** START Data in this exercise **

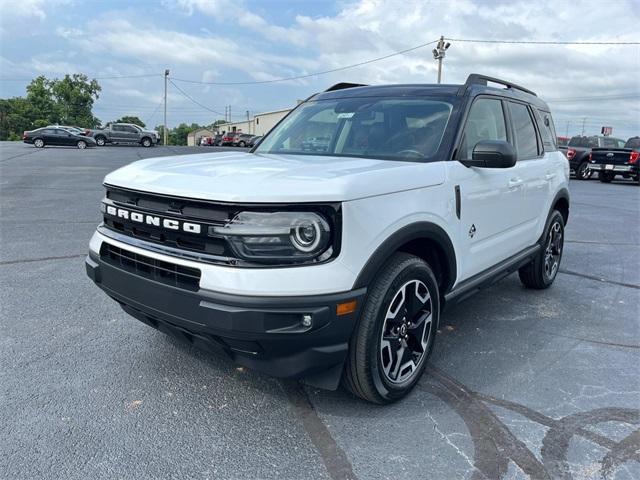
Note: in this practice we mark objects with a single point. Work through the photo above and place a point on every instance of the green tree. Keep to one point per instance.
(16, 116)
(131, 119)
(178, 135)
(66, 101)
(74, 95)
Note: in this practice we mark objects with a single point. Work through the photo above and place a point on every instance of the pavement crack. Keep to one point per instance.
(42, 259)
(590, 340)
(334, 458)
(599, 279)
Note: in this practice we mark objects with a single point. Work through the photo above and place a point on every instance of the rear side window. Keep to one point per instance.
(485, 122)
(524, 131)
(547, 131)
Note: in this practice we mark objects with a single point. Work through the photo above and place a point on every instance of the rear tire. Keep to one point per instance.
(542, 271)
(395, 334)
(583, 172)
(606, 177)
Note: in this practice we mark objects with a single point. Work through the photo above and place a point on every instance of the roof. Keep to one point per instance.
(475, 84)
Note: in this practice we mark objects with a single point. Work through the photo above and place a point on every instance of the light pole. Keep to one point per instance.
(164, 130)
(439, 53)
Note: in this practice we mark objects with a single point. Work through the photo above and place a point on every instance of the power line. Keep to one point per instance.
(298, 77)
(537, 42)
(111, 77)
(185, 94)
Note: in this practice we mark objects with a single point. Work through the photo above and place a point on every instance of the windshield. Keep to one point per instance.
(633, 142)
(386, 128)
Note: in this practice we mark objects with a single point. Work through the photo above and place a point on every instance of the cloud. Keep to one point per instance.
(224, 40)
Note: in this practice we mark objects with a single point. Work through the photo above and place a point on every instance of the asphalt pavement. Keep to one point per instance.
(540, 384)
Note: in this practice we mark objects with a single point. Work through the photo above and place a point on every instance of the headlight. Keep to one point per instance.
(278, 237)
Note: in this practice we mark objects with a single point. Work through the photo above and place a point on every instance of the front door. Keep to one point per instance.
(491, 199)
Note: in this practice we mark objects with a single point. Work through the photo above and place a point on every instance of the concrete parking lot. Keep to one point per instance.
(540, 384)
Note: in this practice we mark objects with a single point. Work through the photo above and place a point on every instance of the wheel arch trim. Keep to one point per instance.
(414, 231)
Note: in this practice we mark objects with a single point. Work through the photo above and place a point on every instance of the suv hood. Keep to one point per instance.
(243, 177)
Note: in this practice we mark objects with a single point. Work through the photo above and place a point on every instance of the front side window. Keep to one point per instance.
(524, 131)
(371, 127)
(485, 122)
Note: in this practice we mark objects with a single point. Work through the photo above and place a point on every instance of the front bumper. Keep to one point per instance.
(603, 167)
(262, 333)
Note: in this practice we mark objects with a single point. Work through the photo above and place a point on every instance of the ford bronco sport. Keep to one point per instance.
(334, 265)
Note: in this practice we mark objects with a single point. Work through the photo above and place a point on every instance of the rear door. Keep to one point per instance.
(130, 134)
(491, 199)
(65, 137)
(534, 168)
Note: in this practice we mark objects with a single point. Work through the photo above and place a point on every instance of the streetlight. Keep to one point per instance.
(439, 53)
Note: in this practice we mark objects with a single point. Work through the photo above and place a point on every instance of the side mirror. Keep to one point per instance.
(492, 154)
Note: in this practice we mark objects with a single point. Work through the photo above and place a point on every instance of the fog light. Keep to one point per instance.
(306, 320)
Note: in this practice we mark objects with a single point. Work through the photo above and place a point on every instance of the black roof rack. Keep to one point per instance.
(477, 79)
(343, 85)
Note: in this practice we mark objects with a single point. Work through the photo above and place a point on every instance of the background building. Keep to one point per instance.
(260, 124)
(193, 138)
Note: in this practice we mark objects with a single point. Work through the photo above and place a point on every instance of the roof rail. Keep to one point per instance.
(477, 79)
(343, 85)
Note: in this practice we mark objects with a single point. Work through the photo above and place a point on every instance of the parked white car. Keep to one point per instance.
(336, 264)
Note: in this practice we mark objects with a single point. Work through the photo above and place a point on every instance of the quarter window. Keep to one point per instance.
(524, 131)
(547, 131)
(485, 122)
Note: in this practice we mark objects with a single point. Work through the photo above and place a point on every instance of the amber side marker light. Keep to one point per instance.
(346, 307)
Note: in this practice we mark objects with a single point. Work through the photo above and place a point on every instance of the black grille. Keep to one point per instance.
(171, 274)
(203, 213)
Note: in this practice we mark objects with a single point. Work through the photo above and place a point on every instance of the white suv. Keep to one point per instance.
(335, 263)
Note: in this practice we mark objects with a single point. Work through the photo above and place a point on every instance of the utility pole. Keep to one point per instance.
(438, 54)
(164, 130)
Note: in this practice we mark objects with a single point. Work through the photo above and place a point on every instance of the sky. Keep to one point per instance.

** END Data in this exercise **

What to produce: Could you replace "photo above" with "image above" throughout the rows above, keep everything else unchanged, and leave the pictures out of your answer?

Full solution:
Note: in this practice we mark objects with a single point. Work through the image above and place a point on every instance of the green tree. Keep to one point per instance.
(16, 116)
(131, 119)
(178, 135)
(66, 101)
(74, 95)
Note: in this practice we mark objects with a single point. Work through the image above and place a point on every instance of the pavement crack. Keep to one point per instance.
(42, 259)
(590, 340)
(334, 458)
(599, 279)
Note: in this practice we mark objects with a single point. Work through the image above and place a point on every instance of the rear side window. Keep to one point per instance.
(485, 122)
(524, 131)
(547, 131)
Note: in this practice we mark objects with a single point. Work through the image above and place a point on every instance of the rear tire. Keep to one point per instance.
(542, 271)
(395, 334)
(583, 172)
(606, 177)
Note: in this practice we mark objects with a single point. Work through the image above and place a point on every instance of the roof. Keep to one point per instance.
(475, 84)
Note: in this practice we mark objects with a single point. Work through the image above and place a point on every instance of the light pole. Keep to one point per instance.
(164, 130)
(439, 53)
Note: in this practice we mark objects with a single point. Work through the image above and place a point on every instance of the power line. Keep to one point per instance.
(298, 77)
(537, 42)
(111, 77)
(185, 94)
Note: in this practice we mark objects with a single point. Work through the image above and place a point on every instance of the windshield. Keep to one point per instance.
(633, 142)
(386, 128)
Note: in this practice we mark objects with a single point. Work through the image above and place a point on every instance of the cloud. Keep to one point per instance.
(224, 40)
Note: in this practice we mark objects with a single point. Work through the image above and place a point on every instance of the asphalt pavement. Keep to one point per instance.
(540, 384)
Note: in this practice we mark objects with a single point. Work through the image above and place a point on every instance of the headlight. Keep to one point per instance.
(278, 237)
Note: in this practice we mark objects with a single point. Work through the image above and place a point on every instance of the front door. Keep to one point per instance.
(491, 199)
Note: in this practice we mark objects with a single point. Work through the image above and place a point on every instance of the concrete parking lot. Keep to one point per instance.
(540, 384)
Note: in this practice we mark objects with a single point. Work through the image above and place a point on every instance of the wheel arch trim. Keep to one point per instance.
(414, 231)
Note: in this practice we mark objects with a single point. Work through the image above and place a point on every instance of the suv hood. Keep to one point per instance.
(243, 177)
Note: in this practice we mark objects with a single point. Work through the image above and place a point on every instance of the front side window. Keep to one point per instance.
(524, 131)
(371, 127)
(485, 122)
Note: in this practice we mark objects with a single point. Work through the image above and place a point on every instance of the front bumper. Keep to one point per instance.
(603, 167)
(262, 333)
Note: in this practice we mark objects with a single point. Work through the image above and place a point on every instance of the ford bronco sport. Keep to one point per instance.
(334, 265)
Note: in this practice we mark objects with a single point. Work through the image above and place a point on every instance of the rear door. Keep to one point per instance.
(130, 134)
(491, 199)
(65, 137)
(534, 168)
Note: in this practice we mark objects with a single point. Work through the image above and place a point on every instance of the streetlight. Keep to one point per instance.
(439, 53)
Note: in this practice we mark objects with a single point. Work through the image above and place a point on every instance of the side mirror. Keep to one point per instance.
(492, 154)
Note: in this practice we mark objects with a single point. Work through the image above and place a point on every instance of the fog light. Keep to one point per instance.
(306, 320)
Note: in this practice we mark objects with a single point. Work through the image above and place a point on every instance of the black roof rack. Keep to one point per instance.
(477, 79)
(343, 85)
Note: in this practice we mark objects with a single point. Work through the image above and place a point on every instance of the background building. Keep to one point per instance.
(260, 124)
(193, 138)
Note: in this practice we mark objects with a single point. Work through the image above and place a point on every instance of the roof rail. Keep to one point per instance.
(477, 79)
(343, 85)
Note: in this practice we mark objects with a single point. Work through the image above and place a point on every instance of the parked white car. Keep to one point per instance.
(336, 264)
Note: in this practice we mark objects with a single point. Work through the image above and place a point on every instance of the quarter window. Keep to one point per instance.
(524, 131)
(547, 131)
(485, 122)
Note: in this practice we mark objects with a single point. Work through the image above and place a point on every instance of the amber side marker light. Keep to one point per instance.
(346, 307)
Note: in this practice we mark objects with a single point. Work through the image above and place a point on every instance of the black grille. Keep to one point per instance.
(171, 274)
(203, 213)
Note: in this practice we mark objects with a single point. Work through the image above and place a point on every instance of the white suv. Keep to one point per instance.
(335, 263)
Note: in this practice we mark objects with a single point. Work through the image above and place a point on every instance of the utility pole. Keep to one point per instance.
(438, 54)
(164, 130)
Note: in this practice we mark objects with a single point. Work through the image above and place a point on every instance of the sky. Keep to one point per instance.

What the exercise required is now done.